[Compiti dell'esercizio]
1. Nel brano sul film di Courcol, su quale musica si svolge il finale?
2. Prosegui il brano sul film di Courcol dopo la sua ultima frase.

[Brano fornito]

--------------------------------------------------

Eppure qualche punto d’incontro tra i due c’è, favorito dalla comune passione per il jazz e le splendide canzoni di Charles Aznavour e forse, se uno si salverà, l’altro potrà aspirare a una vita migliore.
Courcol non scade mai però in uno sviluppo scontato della trama che ci fa passare, invece, attraverso dialoghi niente affatto banali, dalle eleganti sale da concerto di Thibaut agli scioperi coraggiosi ma inconcludenti della cittadina di Jimmy, alla ricerca del valore biologico dell’identità fraterna, e al centro la domanda sul mistero dell’influenza determinante del contesto sociale.
Ma la musica sembra capace di superare tutto, i successi dell’uno e gli insuccessi dell’altro, i rancori profondi per le ingiustizie subite dal cuoco-musicista o l’imbarazzo per i privilegi in fondo immeritati del direttore d’orchestra che si è impegnato allo spasimo per emergere, ma è cresciuto in un ambiente borghese che l’ha favorito. Eppure anche Jimmy ha un meraviglioso “orecchio assoluto”, solo che nessuno se n’è accorto, neppure lui. Il suonatore di tromba ha solo una passione quasi viscerale per la musica, ma suona come può e dove può: in una banda.
Il finale commovente, sulle note ritmate del Bolero di Ravel è struggente e non permette di trattenere le lacrime: la musica ha un potere unificante travolgente e una banda di paese, magari un po’ stonata, può toccare vette insperate e sciogliere i cuori di orchestrali di professione, di un pubblico colto e persino degli spettatori del film meno melomani.
È la degna conclusione di una storia che di carne al fuoco ne mette molta, ma senza mai esagerare nei toni e negli stacchi tra temi eterogenei come la malattia, la famiglia, il lavoro, l’arte, l’affermazione sociale: un equilibrio perfetto, diremmo, che spazia nei campi più diversi ma sempre attuali.
Il dato biologico innanzitutto, con il suo ineliminabile valore, sia per le cure mediche (pensiamo all’indispensabile compatibilità per il trapianto, per esempio) che per le relazioni di consanguineità dentro e fuori ai rapporti familiari. Impressiona la riflessione che sorge spontanea confrontando la nostra società contemporanea, dove si nega con presunzione la rilevanza del dato biologico. Quando i due protagonisti scoprono di essere fratelli la loro vita cambia, fino a costringerli a ripercorrere le loro origini per comprendere le ragioni di padri e madri, da perdonare e accettare.

--------------------------------------------------

[Elenco riportato]
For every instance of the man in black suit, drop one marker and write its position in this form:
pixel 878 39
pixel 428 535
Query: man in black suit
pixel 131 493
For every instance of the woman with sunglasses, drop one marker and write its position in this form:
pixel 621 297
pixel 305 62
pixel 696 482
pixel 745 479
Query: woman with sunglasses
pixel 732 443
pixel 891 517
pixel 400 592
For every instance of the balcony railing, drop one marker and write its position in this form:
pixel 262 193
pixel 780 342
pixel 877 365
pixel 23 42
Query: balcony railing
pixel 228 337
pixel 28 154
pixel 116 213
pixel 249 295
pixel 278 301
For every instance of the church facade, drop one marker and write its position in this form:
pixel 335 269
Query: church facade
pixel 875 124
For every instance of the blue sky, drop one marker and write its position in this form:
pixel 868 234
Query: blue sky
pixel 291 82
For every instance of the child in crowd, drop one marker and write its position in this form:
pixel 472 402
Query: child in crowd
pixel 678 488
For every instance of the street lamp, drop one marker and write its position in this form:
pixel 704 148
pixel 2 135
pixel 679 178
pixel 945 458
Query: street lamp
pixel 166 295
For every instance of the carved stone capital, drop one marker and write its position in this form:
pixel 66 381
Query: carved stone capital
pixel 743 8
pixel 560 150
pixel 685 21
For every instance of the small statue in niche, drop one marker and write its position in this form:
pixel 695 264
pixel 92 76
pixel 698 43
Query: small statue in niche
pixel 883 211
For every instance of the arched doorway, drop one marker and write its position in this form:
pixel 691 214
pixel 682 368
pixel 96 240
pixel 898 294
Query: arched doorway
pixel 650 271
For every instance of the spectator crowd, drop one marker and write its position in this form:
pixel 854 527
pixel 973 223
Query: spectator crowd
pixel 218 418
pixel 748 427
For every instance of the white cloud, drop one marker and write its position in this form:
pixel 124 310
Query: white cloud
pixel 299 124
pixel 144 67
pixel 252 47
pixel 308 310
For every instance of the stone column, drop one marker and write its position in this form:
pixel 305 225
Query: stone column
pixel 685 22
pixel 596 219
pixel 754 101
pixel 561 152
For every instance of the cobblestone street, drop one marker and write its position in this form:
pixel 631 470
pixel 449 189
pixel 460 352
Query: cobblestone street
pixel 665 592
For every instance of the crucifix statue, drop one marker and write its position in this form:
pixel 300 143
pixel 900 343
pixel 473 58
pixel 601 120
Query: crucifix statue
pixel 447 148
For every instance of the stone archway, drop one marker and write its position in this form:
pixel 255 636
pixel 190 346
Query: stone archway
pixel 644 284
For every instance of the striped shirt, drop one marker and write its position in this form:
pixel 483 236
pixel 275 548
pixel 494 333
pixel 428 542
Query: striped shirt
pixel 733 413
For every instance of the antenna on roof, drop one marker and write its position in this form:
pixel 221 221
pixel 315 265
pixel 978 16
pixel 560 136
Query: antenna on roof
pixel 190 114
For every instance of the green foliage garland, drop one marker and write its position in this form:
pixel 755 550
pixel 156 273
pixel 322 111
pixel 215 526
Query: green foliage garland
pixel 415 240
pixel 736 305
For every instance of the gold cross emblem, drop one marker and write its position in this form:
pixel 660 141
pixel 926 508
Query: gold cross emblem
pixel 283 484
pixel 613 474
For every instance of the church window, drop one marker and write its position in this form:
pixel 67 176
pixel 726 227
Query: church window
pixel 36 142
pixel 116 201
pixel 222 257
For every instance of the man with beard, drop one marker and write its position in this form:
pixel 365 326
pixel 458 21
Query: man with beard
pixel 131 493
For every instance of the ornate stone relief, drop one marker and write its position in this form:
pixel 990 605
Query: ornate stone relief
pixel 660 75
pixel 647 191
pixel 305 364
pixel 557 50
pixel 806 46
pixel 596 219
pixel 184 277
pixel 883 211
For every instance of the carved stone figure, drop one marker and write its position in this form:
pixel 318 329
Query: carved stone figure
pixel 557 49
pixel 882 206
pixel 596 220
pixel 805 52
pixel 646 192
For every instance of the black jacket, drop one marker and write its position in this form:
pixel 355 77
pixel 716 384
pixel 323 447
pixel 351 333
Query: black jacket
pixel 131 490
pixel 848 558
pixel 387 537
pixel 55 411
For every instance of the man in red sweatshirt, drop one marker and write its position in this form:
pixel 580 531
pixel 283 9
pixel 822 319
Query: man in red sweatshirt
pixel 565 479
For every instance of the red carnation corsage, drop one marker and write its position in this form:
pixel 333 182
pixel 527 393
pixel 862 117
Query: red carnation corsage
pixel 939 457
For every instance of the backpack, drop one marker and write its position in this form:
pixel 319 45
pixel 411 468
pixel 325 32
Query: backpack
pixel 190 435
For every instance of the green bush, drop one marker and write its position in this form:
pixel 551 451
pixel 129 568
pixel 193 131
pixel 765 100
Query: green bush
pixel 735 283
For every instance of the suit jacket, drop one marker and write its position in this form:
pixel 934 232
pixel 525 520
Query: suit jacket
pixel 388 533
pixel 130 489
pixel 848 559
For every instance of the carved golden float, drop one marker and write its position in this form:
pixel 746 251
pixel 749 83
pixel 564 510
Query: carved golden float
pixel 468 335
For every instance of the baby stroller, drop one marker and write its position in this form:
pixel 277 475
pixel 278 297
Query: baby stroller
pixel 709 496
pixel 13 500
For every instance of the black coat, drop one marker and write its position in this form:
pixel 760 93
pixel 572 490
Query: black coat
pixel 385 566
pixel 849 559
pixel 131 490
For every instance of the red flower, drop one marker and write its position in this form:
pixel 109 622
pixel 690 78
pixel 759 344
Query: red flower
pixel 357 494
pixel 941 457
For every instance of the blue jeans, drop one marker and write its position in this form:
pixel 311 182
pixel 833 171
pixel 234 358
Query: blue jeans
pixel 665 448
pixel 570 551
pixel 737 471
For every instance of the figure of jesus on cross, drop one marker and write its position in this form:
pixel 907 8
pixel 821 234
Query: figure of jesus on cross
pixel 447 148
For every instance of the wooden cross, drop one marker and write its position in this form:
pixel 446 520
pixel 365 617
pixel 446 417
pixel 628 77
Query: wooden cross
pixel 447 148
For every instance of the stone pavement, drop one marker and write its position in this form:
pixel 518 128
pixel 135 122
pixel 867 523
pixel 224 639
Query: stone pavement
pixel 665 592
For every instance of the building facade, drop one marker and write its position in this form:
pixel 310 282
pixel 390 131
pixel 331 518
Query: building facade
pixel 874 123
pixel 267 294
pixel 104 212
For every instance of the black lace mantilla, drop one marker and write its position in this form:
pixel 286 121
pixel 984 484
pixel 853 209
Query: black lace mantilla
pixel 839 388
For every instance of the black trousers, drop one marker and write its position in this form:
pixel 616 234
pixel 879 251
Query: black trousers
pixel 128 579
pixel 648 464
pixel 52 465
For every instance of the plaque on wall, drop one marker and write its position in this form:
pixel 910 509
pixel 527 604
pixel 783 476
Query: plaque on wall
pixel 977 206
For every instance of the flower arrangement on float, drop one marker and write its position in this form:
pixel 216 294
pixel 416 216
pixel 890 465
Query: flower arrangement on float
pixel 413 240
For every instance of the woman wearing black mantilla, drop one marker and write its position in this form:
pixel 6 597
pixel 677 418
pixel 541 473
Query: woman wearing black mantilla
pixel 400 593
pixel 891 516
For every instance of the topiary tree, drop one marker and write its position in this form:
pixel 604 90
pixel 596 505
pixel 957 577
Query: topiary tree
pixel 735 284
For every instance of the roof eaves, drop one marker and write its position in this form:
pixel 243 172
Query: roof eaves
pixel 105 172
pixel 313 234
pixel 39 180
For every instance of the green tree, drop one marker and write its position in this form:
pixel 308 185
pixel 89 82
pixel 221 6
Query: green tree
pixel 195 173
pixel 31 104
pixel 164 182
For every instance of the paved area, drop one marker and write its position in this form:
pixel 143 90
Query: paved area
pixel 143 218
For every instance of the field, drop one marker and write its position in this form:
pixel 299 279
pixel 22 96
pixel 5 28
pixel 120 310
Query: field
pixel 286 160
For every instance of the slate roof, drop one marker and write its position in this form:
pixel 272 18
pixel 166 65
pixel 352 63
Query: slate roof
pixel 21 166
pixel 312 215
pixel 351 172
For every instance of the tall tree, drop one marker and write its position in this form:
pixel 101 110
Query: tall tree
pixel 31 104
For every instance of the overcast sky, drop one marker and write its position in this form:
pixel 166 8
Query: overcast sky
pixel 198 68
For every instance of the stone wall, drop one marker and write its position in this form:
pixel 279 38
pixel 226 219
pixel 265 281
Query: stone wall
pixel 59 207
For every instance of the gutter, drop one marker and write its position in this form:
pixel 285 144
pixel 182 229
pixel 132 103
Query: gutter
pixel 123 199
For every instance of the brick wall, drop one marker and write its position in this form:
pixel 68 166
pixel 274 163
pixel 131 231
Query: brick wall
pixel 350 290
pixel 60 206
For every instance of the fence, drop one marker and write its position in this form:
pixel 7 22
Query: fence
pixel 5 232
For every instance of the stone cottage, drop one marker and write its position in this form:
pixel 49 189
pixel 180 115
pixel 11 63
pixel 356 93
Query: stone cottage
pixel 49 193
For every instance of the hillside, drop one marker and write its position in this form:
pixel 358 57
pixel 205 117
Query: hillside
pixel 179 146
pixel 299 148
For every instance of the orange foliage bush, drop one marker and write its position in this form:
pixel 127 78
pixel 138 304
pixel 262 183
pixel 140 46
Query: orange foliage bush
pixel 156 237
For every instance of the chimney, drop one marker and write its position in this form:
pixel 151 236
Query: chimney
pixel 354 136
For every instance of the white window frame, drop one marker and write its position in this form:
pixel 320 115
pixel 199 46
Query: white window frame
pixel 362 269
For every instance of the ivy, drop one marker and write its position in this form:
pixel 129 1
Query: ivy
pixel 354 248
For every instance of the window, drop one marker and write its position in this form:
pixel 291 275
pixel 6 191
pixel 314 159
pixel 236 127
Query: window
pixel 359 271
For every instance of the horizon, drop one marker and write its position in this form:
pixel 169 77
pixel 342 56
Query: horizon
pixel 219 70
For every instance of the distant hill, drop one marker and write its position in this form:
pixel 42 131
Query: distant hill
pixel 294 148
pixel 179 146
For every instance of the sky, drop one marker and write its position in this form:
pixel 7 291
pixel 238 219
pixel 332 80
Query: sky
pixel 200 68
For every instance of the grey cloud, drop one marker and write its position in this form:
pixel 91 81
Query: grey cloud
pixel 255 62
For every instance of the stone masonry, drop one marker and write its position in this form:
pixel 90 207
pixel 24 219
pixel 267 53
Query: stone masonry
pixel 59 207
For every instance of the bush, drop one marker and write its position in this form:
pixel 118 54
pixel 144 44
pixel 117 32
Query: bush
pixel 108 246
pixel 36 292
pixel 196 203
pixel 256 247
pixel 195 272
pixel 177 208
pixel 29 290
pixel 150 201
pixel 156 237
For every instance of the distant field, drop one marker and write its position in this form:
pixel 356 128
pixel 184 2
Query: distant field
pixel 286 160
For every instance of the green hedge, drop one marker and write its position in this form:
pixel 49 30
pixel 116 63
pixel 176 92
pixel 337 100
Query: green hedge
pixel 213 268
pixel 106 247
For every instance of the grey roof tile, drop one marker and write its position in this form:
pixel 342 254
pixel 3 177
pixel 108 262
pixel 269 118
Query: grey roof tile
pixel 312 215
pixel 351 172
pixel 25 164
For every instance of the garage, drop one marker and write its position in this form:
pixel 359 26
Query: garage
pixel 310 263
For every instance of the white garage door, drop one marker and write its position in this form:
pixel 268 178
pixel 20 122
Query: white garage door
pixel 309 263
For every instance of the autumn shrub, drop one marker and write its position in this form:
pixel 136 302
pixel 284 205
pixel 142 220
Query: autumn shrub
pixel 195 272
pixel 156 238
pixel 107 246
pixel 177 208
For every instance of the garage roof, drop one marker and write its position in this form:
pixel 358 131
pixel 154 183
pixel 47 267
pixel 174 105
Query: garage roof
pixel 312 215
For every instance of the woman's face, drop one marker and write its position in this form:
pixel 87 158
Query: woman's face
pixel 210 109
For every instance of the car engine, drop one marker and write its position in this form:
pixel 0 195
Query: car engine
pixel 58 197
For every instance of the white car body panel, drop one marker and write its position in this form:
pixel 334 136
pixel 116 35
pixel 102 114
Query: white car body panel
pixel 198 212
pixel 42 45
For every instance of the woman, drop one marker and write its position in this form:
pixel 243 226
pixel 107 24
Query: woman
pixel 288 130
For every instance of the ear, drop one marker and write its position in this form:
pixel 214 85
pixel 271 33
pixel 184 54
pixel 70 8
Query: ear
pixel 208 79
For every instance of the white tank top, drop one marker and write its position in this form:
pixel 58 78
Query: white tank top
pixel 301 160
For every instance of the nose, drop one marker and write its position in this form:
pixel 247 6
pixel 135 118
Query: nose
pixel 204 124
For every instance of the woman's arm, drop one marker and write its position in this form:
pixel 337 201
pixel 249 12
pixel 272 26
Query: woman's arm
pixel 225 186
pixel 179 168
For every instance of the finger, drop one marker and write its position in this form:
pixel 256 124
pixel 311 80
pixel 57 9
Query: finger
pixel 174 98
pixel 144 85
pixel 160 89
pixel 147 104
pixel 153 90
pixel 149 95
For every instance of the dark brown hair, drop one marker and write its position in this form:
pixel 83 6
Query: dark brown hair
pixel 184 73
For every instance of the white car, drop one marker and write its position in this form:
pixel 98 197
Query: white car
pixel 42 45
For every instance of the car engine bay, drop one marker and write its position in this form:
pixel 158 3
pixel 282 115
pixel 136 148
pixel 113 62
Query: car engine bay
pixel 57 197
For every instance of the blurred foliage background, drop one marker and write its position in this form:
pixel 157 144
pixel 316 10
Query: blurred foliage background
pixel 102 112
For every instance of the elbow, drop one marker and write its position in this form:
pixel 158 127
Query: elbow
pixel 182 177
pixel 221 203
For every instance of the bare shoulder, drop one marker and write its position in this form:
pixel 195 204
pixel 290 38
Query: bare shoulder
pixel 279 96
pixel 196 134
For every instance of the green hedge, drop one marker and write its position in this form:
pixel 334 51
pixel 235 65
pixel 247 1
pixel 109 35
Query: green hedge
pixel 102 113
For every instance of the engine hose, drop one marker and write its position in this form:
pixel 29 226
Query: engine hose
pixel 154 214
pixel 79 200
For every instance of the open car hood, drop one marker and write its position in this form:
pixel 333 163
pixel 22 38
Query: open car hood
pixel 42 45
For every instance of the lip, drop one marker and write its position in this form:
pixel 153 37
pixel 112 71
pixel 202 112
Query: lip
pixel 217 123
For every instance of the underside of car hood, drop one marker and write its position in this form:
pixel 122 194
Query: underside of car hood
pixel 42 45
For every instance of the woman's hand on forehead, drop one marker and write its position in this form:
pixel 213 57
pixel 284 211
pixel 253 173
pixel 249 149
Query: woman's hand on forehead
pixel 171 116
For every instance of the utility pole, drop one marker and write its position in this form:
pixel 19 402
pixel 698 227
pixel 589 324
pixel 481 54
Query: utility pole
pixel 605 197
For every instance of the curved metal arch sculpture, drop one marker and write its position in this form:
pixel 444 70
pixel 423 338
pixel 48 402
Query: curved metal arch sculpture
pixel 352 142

--------------------------------------------------

[Risposte ai compiti]
1. Sulle note ritmate del Bolero di Ravel.

2.
Gli sviluppi della vita sono davvero imprevedibili. Può così capitare che un patrimonio genetico fino a quel momento sconosciuto misteriosamente si imponga e unisca a un fratello che non si sapeva nemmeno di avere. Aldilà delle storie vissute, dei doni ricevuti o di cui si è stati privati, si possono sempre aprire nuovi orizzonti.
Anche se Thibaut sembra persino troppo sensibile e quasi supponente nel suo tentativo di accorciare le distanze col fratello, che appare invece istintivo, chiuso nel suo orgoglio un po’ rancoroso, la vittoria definitiva è proprio quella della musica. Pur praticata in modi molto diversi è come se affermasse con assoluta certezza che c’è la possibilità di un’armonia capace di valicare i confini e scaldare i cuori. In tempi difficili come i nostri un film come quello di Emmanuel Courcol ha il merito di farci riflettere con leggerezza, accarezzando la prospettiva di una vita che anche per noi non si arrenda alle inevitabili “stonature” degli imprevisti e delle difficoltà.
Apprezziamo i registi francesi anche per questa capacità di parlarci attraverso storie credibili, delicate, drammatiche ma mai disperate. I cineasti italiani hanno qualcosa da imparare dal cinema francese per rinnovare le commedie nostrane, a volte troppo superficiali o inutilmente prone all’ideologia dominante.